Look through the listing for the word "blouse". Copy each line that has it.
━━━━━ Data records
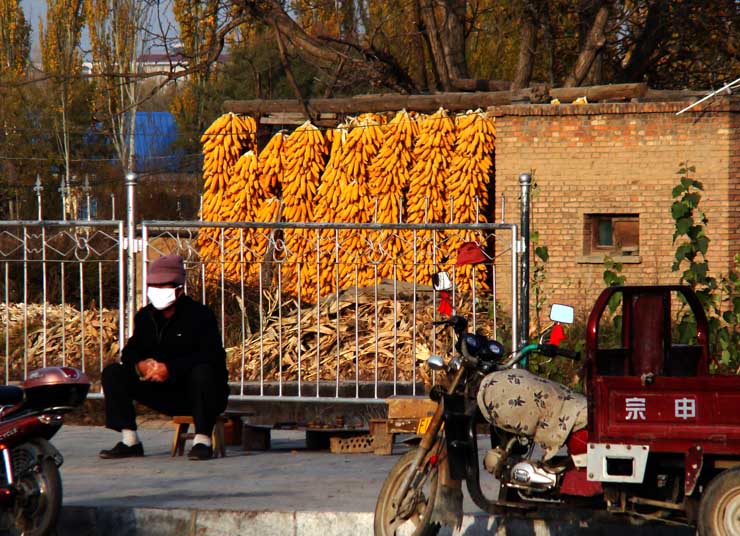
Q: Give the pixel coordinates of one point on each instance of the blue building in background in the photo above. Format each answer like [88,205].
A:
[155,137]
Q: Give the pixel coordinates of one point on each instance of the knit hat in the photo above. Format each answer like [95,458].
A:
[167,269]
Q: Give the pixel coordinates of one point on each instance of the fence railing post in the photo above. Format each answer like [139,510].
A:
[525,181]
[130,251]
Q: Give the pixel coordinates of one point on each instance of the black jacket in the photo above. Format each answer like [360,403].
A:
[188,338]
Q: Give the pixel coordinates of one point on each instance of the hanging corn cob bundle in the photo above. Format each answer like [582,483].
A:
[244,194]
[426,201]
[223,143]
[388,179]
[305,150]
[468,184]
[265,204]
[327,207]
[355,202]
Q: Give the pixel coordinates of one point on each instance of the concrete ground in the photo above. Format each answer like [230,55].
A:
[287,490]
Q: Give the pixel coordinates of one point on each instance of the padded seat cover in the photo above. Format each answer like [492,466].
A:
[10,395]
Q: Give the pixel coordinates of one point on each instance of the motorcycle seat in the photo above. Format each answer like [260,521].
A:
[10,395]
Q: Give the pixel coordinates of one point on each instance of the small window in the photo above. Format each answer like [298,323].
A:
[611,234]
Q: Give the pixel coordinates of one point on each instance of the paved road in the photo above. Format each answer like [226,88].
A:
[285,491]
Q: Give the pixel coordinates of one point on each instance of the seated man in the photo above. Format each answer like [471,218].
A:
[174,363]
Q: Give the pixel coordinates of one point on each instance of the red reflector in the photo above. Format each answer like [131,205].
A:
[70,372]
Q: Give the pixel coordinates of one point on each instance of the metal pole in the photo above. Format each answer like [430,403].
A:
[712,94]
[63,192]
[39,189]
[525,181]
[130,251]
[86,189]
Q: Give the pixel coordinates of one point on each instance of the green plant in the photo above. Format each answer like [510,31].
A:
[719,296]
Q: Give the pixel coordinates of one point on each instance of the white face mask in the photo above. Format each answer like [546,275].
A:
[161,298]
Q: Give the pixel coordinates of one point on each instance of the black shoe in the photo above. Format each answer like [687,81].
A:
[200,452]
[122,450]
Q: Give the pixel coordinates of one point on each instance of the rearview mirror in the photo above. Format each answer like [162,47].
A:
[435,362]
[441,281]
[561,313]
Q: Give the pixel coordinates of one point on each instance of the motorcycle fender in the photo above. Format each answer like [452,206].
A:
[694,463]
[48,450]
[447,508]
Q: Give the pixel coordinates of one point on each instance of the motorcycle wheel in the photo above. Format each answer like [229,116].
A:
[719,509]
[39,493]
[415,520]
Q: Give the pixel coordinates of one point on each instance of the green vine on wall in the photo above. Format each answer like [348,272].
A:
[720,297]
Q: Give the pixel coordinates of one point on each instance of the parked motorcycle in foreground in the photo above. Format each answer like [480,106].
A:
[30,484]
[656,436]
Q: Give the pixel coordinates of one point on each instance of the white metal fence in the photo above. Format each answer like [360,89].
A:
[307,311]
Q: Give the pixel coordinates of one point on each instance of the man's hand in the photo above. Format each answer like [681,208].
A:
[146,367]
[152,370]
[160,373]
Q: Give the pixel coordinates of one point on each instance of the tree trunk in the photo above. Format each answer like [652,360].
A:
[421,43]
[594,43]
[431,30]
[364,63]
[525,64]
[454,38]
[653,33]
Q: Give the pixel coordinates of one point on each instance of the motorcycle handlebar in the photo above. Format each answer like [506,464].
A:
[552,350]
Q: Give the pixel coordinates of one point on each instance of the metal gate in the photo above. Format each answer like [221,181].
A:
[338,311]
[307,311]
[62,295]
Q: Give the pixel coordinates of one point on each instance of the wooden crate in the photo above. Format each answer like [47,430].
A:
[351,445]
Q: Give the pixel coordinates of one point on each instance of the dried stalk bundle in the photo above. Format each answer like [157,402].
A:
[63,340]
[353,339]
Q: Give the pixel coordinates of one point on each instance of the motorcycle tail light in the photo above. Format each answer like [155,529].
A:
[70,372]
[50,419]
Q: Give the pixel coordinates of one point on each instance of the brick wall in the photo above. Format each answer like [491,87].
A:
[617,159]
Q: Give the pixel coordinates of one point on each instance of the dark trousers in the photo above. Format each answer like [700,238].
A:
[200,394]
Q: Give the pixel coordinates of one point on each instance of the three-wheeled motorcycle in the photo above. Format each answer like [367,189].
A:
[654,436]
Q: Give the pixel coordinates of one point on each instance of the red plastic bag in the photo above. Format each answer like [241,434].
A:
[471,253]
[557,335]
[445,304]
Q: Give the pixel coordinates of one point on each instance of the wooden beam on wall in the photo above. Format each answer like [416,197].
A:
[452,101]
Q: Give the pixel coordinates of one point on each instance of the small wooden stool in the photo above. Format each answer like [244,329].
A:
[182,424]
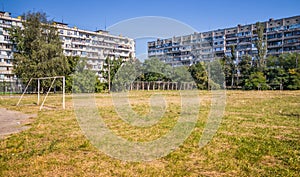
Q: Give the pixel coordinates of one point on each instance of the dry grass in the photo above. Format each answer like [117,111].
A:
[259,136]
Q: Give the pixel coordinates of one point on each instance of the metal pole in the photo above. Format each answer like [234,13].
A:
[38,92]
[24,92]
[108,75]
[64,85]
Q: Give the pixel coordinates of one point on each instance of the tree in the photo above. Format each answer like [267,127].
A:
[261,45]
[110,68]
[84,79]
[284,70]
[245,69]
[230,68]
[39,50]
[199,75]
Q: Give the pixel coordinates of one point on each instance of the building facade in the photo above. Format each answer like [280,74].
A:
[282,36]
[6,46]
[95,46]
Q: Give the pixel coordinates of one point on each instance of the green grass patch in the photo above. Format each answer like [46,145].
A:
[259,136]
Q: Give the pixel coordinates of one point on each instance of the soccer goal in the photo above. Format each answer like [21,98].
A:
[54,78]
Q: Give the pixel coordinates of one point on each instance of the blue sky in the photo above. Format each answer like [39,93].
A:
[200,15]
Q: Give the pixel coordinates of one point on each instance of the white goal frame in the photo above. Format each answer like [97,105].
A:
[38,82]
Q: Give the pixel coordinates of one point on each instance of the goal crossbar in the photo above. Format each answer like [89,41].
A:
[38,80]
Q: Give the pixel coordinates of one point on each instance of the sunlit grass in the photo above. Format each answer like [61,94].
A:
[259,136]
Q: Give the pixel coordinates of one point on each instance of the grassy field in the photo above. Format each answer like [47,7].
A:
[259,136]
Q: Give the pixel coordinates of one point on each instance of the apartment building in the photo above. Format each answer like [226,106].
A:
[282,36]
[6,46]
[96,46]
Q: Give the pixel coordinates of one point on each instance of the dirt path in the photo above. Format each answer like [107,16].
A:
[12,122]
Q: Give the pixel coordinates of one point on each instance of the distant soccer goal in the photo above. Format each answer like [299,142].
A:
[39,90]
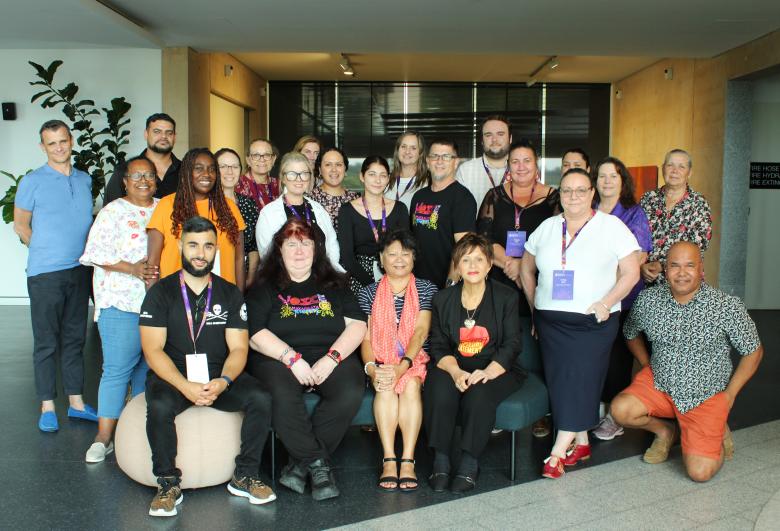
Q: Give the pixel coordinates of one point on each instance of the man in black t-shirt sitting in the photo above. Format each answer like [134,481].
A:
[194,337]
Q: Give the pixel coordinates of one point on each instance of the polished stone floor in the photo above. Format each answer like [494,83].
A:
[47,485]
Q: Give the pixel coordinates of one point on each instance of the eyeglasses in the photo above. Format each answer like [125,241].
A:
[297,175]
[260,156]
[146,176]
[446,157]
[199,168]
[575,192]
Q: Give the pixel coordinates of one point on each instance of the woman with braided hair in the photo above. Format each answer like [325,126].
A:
[199,194]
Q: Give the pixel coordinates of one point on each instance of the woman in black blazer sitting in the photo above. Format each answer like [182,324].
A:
[475,339]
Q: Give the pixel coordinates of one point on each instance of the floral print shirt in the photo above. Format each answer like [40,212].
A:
[118,234]
[691,343]
[689,220]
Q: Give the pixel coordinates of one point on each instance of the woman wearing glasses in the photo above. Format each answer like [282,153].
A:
[364,220]
[199,194]
[229,164]
[257,182]
[296,174]
[587,264]
[331,167]
[116,247]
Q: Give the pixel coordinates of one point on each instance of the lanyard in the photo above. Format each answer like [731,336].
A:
[371,221]
[519,212]
[295,212]
[565,247]
[398,186]
[490,175]
[193,335]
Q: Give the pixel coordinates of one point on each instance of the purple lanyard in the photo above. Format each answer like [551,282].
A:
[371,221]
[519,212]
[194,336]
[564,247]
[490,175]
[295,212]
[398,186]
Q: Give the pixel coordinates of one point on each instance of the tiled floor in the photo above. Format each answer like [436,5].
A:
[624,494]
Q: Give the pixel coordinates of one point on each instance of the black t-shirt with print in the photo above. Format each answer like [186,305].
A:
[435,219]
[163,307]
[306,317]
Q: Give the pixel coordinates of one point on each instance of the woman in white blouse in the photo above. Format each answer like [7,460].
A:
[116,246]
[587,263]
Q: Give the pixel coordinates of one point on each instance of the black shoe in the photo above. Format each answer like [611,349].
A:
[323,485]
[439,481]
[294,477]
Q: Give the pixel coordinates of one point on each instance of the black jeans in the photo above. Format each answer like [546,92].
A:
[309,438]
[164,402]
[58,311]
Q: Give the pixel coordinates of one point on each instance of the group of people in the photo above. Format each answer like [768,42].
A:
[243,291]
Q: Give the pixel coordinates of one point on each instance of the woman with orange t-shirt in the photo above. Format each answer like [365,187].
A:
[199,194]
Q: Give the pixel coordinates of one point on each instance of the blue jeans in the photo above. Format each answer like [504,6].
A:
[122,360]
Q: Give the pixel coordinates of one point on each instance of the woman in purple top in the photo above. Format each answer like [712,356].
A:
[615,195]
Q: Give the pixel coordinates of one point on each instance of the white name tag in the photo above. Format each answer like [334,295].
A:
[197,368]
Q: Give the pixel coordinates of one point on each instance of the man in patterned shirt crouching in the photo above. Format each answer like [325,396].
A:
[692,327]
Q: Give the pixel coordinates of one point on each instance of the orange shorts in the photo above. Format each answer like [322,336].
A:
[701,428]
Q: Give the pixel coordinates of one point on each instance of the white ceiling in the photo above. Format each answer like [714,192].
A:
[637,31]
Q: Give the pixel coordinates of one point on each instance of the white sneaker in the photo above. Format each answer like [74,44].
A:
[607,429]
[98,451]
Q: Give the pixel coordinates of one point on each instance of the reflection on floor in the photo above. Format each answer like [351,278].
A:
[48,485]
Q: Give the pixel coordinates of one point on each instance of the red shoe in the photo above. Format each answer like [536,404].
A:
[553,471]
[581,452]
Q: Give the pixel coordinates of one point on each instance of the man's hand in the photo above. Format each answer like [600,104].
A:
[650,271]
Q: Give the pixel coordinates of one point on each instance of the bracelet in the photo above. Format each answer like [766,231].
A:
[293,360]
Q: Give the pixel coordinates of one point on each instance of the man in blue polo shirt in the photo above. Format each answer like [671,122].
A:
[52,216]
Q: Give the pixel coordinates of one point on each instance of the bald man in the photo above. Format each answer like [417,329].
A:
[692,328]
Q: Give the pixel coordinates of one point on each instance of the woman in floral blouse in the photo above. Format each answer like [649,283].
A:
[676,213]
[117,248]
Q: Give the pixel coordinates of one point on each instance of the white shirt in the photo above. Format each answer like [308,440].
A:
[593,257]
[273,216]
[473,176]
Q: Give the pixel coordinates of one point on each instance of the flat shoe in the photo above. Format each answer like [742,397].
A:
[98,451]
[88,413]
[48,422]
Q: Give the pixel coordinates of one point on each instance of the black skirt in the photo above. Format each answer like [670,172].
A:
[576,350]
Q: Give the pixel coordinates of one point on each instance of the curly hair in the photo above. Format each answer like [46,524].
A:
[275,273]
[184,201]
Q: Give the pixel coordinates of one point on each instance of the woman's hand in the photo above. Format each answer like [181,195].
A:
[304,373]
[600,310]
[322,368]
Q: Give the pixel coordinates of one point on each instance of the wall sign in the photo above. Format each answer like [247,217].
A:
[765,175]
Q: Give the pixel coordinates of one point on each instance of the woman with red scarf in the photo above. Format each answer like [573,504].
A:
[394,353]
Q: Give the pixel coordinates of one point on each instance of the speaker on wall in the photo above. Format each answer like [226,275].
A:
[9,111]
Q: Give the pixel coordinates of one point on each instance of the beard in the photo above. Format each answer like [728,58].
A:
[194,271]
[161,150]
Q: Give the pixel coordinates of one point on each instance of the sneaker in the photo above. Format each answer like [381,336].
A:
[252,488]
[608,429]
[167,498]
[98,451]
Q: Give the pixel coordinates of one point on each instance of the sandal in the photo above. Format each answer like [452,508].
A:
[388,479]
[411,483]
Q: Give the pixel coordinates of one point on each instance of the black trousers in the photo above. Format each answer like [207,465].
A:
[164,402]
[445,407]
[621,363]
[309,438]
[58,311]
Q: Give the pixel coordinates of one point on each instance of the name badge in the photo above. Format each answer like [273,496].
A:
[515,243]
[197,368]
[563,285]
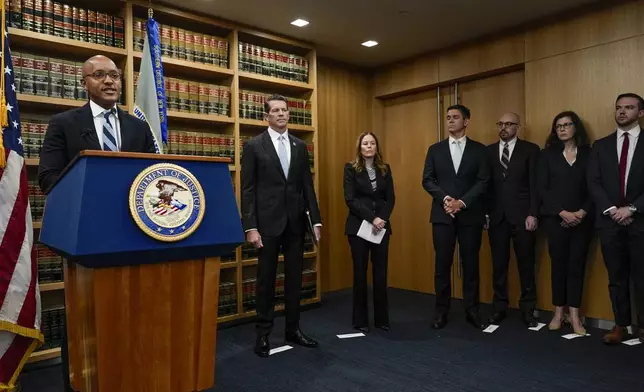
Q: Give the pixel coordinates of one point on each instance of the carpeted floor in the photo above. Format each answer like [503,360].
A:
[412,357]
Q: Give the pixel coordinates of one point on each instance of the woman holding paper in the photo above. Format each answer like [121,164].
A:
[369,194]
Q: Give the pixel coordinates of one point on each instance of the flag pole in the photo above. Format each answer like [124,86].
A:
[4,120]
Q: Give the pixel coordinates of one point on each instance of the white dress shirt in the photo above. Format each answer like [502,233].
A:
[275,139]
[511,145]
[632,143]
[99,121]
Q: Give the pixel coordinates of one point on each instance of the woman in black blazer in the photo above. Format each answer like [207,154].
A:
[561,178]
[369,194]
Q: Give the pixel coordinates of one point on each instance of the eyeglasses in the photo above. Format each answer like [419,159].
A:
[100,75]
[506,124]
[564,126]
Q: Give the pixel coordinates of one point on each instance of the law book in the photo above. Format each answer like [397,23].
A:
[68,22]
[92,22]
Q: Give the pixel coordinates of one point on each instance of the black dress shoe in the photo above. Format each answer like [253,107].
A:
[475,319]
[362,329]
[299,338]
[262,346]
[497,317]
[440,321]
[529,320]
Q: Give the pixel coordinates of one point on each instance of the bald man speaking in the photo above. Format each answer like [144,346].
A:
[512,209]
[98,125]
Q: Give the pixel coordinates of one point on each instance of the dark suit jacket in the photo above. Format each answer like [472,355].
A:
[365,203]
[561,186]
[469,184]
[603,180]
[515,197]
[72,131]
[269,200]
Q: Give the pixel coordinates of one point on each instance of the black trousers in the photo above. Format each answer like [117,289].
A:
[568,248]
[469,240]
[379,256]
[291,242]
[623,249]
[500,235]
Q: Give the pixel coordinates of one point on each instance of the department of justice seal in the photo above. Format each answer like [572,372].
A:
[167,202]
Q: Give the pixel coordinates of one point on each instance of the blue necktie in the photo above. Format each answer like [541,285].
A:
[109,134]
[281,152]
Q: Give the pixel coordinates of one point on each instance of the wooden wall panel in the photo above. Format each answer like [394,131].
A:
[475,59]
[344,107]
[410,127]
[587,82]
[608,25]
[407,75]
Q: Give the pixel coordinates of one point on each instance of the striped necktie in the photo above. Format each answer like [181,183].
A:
[505,159]
[109,133]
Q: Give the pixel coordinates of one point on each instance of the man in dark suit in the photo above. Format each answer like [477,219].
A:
[99,125]
[456,176]
[277,190]
[513,207]
[616,183]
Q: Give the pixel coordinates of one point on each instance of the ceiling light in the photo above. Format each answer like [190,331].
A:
[300,22]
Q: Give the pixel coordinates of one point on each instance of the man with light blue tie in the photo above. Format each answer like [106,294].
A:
[277,191]
[98,125]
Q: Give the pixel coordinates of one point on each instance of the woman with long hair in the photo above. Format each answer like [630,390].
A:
[561,177]
[369,194]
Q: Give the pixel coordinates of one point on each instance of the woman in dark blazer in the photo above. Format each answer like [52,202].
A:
[369,194]
[561,178]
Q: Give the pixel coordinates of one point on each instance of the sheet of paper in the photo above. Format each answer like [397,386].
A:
[279,349]
[351,335]
[632,342]
[538,327]
[366,233]
[574,336]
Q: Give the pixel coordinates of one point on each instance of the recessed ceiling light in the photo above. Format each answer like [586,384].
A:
[300,22]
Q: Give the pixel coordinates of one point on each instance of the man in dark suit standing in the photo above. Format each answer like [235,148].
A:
[456,176]
[98,125]
[616,183]
[277,190]
[513,208]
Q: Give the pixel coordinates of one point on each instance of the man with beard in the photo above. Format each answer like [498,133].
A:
[513,208]
[616,183]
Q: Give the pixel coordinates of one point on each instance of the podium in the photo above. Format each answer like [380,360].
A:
[141,313]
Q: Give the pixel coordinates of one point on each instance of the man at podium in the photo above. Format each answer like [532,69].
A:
[277,191]
[98,125]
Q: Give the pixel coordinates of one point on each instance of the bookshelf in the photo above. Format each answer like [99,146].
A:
[228,74]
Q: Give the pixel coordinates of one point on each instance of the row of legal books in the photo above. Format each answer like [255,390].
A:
[33,129]
[249,289]
[183,44]
[251,105]
[227,299]
[62,20]
[269,62]
[250,252]
[48,77]
[36,200]
[201,144]
[52,325]
[193,97]
[50,265]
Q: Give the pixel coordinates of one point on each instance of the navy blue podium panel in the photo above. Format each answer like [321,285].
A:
[87,215]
━━━━━━━━━━
# [Your solution]
Q: Give the pixel coordinates of one point on each instance of the woman in white blouse in the photo above. Format each answer like [7,460].
Q: Give the pixel coordinates of one point on each instance of the woman in floral blouse in the photo above. Format each answer like [649,283].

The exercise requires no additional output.